▸ **TASK OBJECTIVE**
Copy word for word the lines of the records below, starting at the line that contains "Can you find the corrugated" and ending at the line that contains "<point>1265,344</point>", both included.

══ MATERIALS PROVIDED

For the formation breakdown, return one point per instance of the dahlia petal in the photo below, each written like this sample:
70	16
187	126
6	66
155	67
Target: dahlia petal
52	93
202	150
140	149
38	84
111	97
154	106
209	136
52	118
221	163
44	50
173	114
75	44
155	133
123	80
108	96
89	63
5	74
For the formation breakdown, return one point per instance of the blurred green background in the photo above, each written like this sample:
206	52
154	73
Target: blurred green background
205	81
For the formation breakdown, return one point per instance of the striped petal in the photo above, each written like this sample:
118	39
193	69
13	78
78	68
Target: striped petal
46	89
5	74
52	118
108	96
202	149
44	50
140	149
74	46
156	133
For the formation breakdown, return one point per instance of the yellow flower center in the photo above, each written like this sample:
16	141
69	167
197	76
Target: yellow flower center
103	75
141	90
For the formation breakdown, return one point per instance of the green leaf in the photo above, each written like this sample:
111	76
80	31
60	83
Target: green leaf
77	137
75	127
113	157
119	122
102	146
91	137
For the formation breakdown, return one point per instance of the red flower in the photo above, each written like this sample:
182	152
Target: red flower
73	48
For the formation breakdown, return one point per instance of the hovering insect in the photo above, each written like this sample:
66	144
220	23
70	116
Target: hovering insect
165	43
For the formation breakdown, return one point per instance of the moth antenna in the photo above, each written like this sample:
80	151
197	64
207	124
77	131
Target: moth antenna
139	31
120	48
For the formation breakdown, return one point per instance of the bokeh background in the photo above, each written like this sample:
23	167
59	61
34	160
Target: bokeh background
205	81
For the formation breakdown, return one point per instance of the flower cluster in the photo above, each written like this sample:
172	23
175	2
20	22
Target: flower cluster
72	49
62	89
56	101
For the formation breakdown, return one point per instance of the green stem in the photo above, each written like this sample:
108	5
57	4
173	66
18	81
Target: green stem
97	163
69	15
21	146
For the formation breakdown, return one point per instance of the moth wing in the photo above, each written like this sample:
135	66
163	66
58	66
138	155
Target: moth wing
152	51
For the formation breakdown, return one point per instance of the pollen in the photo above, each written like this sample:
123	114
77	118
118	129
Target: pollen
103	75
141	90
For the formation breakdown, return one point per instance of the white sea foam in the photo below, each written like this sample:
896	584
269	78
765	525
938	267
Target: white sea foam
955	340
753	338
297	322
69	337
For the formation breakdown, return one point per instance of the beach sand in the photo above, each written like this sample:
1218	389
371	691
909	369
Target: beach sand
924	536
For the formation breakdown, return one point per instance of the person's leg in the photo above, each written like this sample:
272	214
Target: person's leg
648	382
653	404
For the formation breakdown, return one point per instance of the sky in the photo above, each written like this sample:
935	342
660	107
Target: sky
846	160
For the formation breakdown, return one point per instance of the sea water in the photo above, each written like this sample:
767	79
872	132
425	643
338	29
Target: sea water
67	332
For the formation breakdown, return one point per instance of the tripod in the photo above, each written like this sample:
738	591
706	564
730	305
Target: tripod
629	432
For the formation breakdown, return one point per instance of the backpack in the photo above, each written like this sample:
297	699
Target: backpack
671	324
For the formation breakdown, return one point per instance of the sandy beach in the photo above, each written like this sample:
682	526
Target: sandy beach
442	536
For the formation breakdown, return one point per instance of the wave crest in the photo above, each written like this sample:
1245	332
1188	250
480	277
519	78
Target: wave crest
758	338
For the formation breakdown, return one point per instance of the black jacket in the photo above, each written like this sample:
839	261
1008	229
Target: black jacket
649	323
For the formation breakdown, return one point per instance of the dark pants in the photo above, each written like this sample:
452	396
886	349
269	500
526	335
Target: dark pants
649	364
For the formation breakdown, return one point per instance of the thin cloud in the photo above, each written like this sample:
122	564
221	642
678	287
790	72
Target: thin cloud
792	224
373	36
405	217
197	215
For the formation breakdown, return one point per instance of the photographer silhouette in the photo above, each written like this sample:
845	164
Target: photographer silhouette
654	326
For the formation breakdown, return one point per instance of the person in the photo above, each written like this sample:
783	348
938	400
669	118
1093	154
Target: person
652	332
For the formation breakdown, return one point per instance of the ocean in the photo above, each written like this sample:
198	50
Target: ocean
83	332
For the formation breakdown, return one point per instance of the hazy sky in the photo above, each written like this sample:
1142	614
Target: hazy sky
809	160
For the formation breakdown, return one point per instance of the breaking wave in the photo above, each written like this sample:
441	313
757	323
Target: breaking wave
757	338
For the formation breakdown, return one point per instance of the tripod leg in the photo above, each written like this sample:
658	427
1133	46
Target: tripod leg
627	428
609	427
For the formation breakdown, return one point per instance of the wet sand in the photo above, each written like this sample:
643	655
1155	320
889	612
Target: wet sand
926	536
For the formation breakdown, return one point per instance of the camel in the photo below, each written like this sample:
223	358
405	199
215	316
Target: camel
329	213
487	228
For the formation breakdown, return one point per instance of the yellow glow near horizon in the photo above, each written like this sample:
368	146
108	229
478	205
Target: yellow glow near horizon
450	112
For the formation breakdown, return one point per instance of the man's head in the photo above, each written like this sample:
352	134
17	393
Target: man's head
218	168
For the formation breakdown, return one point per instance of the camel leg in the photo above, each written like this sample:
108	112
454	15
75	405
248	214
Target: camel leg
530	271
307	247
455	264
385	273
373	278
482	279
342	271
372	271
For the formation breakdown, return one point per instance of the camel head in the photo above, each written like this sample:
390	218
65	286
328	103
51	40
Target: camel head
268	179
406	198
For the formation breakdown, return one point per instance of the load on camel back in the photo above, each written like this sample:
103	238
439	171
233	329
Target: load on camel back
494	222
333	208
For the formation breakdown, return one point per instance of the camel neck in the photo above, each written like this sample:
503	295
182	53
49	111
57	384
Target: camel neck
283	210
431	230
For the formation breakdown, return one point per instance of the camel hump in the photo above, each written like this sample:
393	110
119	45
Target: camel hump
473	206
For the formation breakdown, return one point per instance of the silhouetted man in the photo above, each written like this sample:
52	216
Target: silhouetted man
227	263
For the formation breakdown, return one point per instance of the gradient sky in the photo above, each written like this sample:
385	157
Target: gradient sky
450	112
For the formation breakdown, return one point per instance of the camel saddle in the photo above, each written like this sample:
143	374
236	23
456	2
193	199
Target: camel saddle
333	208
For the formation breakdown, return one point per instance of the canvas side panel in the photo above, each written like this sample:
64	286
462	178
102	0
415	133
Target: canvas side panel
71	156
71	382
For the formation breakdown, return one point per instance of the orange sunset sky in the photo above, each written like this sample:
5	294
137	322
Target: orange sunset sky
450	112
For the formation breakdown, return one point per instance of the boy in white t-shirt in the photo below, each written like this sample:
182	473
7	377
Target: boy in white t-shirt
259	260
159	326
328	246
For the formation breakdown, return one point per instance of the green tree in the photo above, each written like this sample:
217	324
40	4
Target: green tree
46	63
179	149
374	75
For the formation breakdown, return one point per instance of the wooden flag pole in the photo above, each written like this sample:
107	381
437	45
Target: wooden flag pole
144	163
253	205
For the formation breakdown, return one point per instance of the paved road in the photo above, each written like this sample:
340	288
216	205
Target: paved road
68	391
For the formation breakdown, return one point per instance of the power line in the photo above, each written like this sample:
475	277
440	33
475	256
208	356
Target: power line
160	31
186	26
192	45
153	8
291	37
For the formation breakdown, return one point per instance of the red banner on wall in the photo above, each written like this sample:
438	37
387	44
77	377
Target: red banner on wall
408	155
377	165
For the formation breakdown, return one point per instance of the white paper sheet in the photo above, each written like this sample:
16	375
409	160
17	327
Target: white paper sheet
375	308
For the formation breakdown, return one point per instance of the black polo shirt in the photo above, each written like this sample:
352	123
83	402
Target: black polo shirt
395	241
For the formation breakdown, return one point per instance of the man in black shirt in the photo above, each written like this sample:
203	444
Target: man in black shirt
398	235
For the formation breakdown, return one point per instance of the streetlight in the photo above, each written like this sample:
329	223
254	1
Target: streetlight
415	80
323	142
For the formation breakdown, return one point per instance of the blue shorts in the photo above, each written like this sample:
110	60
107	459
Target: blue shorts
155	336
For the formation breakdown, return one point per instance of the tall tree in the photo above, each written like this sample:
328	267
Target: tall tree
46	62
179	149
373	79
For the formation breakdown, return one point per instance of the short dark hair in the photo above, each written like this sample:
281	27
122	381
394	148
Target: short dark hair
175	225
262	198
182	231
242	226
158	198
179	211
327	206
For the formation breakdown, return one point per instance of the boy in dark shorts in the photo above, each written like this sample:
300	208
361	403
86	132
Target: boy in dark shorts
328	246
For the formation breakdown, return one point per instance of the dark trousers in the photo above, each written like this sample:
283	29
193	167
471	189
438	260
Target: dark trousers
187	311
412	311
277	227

════
══ MATERIALS PROVIDED

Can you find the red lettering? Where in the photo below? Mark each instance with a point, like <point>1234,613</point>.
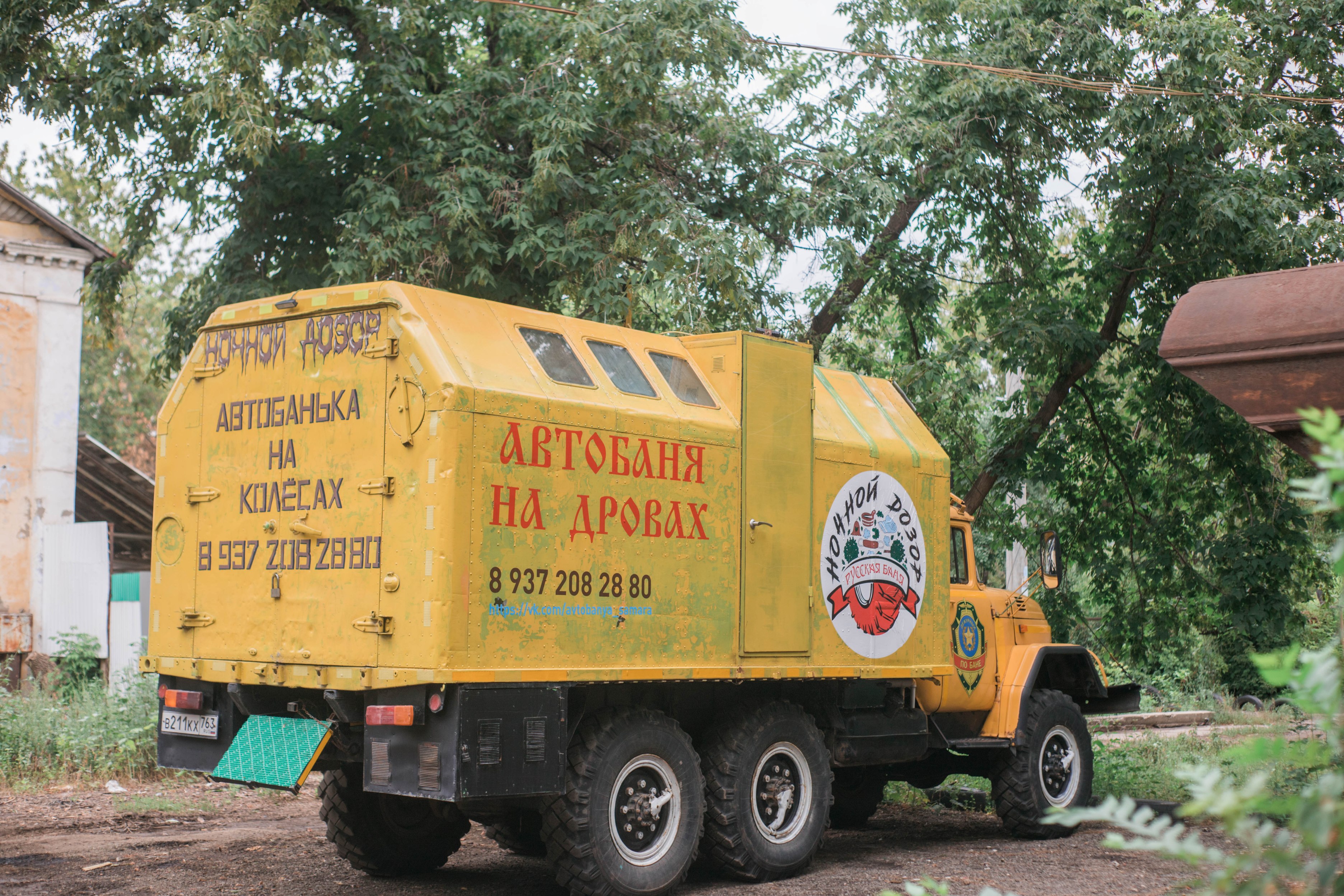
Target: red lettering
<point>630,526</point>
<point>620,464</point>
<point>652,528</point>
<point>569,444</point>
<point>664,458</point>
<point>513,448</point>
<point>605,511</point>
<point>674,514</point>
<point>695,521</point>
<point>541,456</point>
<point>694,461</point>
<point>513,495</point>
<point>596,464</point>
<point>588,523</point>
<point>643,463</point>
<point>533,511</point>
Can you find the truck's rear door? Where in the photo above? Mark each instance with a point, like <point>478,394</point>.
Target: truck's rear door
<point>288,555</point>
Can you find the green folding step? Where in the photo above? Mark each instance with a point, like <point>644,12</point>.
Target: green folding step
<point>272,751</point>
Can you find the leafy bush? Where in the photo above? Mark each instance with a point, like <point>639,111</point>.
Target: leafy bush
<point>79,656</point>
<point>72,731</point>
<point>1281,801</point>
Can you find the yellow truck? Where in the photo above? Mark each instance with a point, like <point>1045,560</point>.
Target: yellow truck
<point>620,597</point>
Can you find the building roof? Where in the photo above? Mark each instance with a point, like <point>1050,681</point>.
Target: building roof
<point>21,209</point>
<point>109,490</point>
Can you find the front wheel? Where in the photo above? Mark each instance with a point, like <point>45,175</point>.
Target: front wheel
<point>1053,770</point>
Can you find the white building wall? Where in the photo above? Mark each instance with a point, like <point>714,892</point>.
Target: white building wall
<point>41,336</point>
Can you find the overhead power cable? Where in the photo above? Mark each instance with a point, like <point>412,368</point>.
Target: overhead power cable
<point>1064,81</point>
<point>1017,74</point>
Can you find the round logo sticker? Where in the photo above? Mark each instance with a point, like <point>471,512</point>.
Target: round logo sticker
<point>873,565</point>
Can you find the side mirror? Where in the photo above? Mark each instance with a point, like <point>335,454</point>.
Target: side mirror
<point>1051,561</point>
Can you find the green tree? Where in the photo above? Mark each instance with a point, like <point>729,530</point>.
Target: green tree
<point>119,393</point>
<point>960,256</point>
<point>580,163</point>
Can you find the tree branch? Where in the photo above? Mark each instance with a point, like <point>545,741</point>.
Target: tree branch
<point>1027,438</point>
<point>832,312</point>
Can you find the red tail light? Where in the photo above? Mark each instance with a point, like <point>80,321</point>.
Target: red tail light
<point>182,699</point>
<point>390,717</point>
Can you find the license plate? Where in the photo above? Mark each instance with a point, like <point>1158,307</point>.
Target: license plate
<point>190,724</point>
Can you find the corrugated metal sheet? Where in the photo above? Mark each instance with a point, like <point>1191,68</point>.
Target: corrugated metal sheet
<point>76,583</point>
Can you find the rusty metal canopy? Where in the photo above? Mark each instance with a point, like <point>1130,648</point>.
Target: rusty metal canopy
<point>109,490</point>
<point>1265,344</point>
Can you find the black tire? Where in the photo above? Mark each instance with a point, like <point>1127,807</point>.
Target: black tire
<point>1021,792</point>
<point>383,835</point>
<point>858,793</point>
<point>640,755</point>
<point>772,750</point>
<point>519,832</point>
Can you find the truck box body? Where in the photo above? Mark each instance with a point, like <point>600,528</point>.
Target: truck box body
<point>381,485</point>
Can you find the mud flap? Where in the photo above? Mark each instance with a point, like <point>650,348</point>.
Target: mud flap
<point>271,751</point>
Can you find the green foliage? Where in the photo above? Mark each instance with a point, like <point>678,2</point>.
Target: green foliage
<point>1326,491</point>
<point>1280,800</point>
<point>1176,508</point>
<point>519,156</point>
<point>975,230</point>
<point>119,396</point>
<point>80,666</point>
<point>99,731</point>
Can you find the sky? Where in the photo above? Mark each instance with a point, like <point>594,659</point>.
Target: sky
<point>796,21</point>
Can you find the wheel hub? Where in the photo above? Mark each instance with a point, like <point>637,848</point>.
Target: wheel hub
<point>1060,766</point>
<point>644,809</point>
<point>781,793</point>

════
══ MATERIALS PROVIDED

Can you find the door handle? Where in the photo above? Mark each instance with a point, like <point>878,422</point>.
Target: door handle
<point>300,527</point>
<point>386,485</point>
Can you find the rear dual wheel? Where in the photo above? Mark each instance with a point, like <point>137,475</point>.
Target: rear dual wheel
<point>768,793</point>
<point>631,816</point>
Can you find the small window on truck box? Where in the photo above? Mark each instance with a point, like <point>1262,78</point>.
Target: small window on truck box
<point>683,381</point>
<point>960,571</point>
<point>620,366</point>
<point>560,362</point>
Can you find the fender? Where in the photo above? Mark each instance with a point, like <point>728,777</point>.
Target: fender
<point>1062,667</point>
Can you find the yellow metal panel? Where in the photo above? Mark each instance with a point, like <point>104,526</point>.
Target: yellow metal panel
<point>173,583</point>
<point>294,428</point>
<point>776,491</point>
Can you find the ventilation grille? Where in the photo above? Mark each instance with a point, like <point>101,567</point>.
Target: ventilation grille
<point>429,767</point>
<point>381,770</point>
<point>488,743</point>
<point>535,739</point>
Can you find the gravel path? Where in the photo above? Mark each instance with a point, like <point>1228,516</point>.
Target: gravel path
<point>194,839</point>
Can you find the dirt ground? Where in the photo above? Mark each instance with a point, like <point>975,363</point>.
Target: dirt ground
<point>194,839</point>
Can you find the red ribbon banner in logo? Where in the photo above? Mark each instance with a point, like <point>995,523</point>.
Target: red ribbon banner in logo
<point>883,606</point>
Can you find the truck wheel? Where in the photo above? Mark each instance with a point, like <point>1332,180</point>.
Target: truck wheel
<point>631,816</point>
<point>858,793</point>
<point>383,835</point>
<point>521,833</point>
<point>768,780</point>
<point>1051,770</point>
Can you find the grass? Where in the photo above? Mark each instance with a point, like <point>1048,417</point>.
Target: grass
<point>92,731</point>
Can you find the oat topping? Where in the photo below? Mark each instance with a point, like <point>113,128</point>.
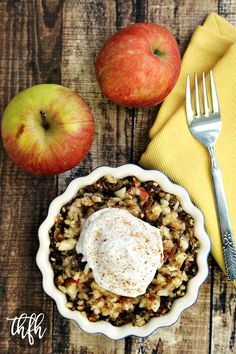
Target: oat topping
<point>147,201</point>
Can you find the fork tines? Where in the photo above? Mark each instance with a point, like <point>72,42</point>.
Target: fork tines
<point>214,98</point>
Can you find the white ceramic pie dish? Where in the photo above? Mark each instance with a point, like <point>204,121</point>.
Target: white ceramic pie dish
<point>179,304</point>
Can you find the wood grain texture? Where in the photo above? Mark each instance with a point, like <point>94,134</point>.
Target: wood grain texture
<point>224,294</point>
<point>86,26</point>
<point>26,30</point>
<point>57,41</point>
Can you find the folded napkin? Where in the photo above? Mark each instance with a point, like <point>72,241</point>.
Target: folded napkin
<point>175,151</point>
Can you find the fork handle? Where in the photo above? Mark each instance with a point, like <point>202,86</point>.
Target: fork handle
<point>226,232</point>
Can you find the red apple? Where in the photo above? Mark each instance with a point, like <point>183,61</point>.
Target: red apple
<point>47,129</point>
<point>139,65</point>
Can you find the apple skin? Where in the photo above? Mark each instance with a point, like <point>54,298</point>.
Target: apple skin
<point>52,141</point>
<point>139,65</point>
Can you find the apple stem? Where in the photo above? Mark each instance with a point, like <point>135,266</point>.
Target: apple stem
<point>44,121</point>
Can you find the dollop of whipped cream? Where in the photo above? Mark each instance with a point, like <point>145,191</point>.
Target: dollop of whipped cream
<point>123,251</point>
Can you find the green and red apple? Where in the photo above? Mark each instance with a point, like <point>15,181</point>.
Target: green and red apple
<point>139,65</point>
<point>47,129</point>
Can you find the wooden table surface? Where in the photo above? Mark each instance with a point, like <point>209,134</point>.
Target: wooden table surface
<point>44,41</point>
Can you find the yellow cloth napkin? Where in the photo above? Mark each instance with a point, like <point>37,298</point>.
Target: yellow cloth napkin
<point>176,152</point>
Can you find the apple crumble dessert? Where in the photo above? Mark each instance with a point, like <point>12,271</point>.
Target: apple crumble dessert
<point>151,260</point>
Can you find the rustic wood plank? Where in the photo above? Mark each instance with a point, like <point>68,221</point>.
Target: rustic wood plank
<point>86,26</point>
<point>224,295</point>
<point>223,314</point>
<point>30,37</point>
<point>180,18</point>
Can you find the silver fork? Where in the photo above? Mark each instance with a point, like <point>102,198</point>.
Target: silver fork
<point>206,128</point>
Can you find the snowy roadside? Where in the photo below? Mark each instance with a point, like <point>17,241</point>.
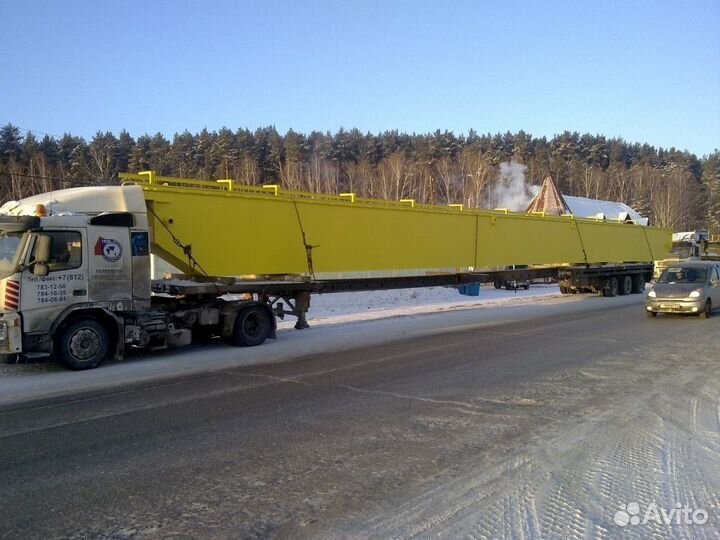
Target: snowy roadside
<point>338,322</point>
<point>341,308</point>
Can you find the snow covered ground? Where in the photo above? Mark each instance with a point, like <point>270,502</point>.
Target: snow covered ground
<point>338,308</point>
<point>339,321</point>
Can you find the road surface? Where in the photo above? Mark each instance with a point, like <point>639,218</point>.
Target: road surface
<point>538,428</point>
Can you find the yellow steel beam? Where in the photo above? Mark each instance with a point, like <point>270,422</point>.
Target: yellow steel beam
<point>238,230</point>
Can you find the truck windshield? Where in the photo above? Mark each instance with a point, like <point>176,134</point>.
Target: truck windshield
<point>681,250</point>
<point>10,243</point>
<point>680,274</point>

════

▸ **OUTPUT FOR THIS TASK**
Can you find the corrugated metal sheet? Where in the photo above? Mark each instance with a point, like <point>1191,68</point>.
Target: corrugated metal sheet
<point>76,583</point>
Can you find the rusty metal canopy? Where in the photo above? Mark each instance with a point, like <point>1130,648</point>.
Target: rusty metal canopy
<point>109,490</point>
<point>1265,344</point>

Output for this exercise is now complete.